=== EXTRAIT PRÉSENTÉ ===

____________

Frédéric Gauchetà franceinfo
Dès mercredi 9 avril, il devrait y avoir notamment une hausse de 20% des droits de douane sur tous les produits en provenance d'Europe qui entrent sur le territoire américain. Comment vous y préparez-vous ?
Évidemment, ça nous impacte, surtout qu'aujourd'hui, les usines de la chimie en France, comme dans le reste de l'Europe, ne sont pas pleines. Nous avons absolument besoin de remplir les usines, donc nous avons besoin d'améliorer notre compétitivité et de créer surtout des conditions de compétitivité accrues. On peut parler de l'énergie, qui n'est pas assez bon marché pour être compétitive aujourd'hui en Europe, que ce soit le gaz ou l'électricité. Mais on peut aussi parler du coût de la norme, des coûts des charges et on va aussi parler de la nécessité d'avoir de la visibilité et une trajectoire très claire de ce que veulent faire la France et l'Europe en matière de politique industrielle parce qu'on investit pour des décennies.
On voit qu'il y en a deux formes de stratégie qui s'opposent : celle de la Chine qui a décidé de riposter à la même hauteur que les États-Unis avec 34% de hausse dès 10 avril, l'Europe est plutôt dans une démarche de discussion, d'ouverture, de négociation, en disant qu'il n'y aurait pas de taxe sur les produits industriels. Quelle est la bonne stratégie à votre avis ?
Aujourd'hui, la bonne stratégie, c'est d'éviter l'escalade parce qu'on exporte 80 milliards de notre chiffre d'affaires. Tout ce qui va créer des barrières va être extrêmement défavorable à notre industrie. Si nous acceptions effectivement de nous mettre d'accord, ça recréait la fluidité du commerce international, dont la chimie a absolument besoin à la fois pour les produits qui rentrent, et pour les produits qui sortent.

____________

=== CONSIGNE 1 ===
Répondez à ces questions sur l'entretien sur les droits de douane.
(a) Quelle hausse des droits de douane sur les produits venant d'Europe est annoncée à partir du mercredi 9 avril ?
(b) De combien la Chine a-t-elle décidé d'augmenter ses droits de douane dès le 10 avril ?
(c) Quel montant du chiffre d'affaires est exporté, selon la dernière réponse ?
=== CONSIGNE 2 ===
Poursuivez l'entretien sur les droits de douane à la suite de sa dernière réponse.

____________

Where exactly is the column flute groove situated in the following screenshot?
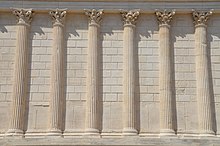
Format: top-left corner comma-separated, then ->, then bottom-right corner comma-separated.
120,10 -> 140,135
192,10 -> 215,136
85,9 -> 103,135
48,9 -> 66,136
6,8 -> 33,137
155,10 -> 176,135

____________

=== RÉPONSE 1 ===
(a) Une hausse de 20 %.
(b) De 34 %.
(c) 80 milliards.

=== RÉPONSE 2 ===
Le secteur de la chimie est déjà mal en point, avec des suppressions de postes à la chaîne qui sont annoncées par de nombreuses d'entreprises du secteur. La plus emblématique, c'est le site de Vencorex en Isère, qui emploie 500 personnes et qui sera fixé sur son sort le 10 avril. Craignez-vous qu'avec cette tension commerciale il y ait d'autres suppressions de postes à venir ?
Structurellement, ces pertes d'emploi et ces restructurations ont commencé parce qu'il y a un déficit de compétitivité de l'Europe en général et de la France en particulier, par rapport à la Chine qui est devenue la première usine chimique du monde. 50% de la demande mondiale y est fabriquée, donc c'est absolument considérable.
Aujourd'hui, je crains qu'il y ait des suppressions de postes encore à venir, non pas en raison des barrières douanières érigées par Donald Trump, mais tout simplement parce qu'il y a un ajustement dû à la perte de compétitivité.
"Le 4 avril, nous étions à l'Élysée et nous avons rappelé au président de la République et à son gouvernement qu'il était urgent d'agir et de prendre les mesures salutaires pour restaurer notre compétitivité."
Frédéric Gauchetà franceinfo
Demandez-vous notamment à l'exécutif un retour des aides, comme ce que vous avez connu en période de Covid ? En est-on là ?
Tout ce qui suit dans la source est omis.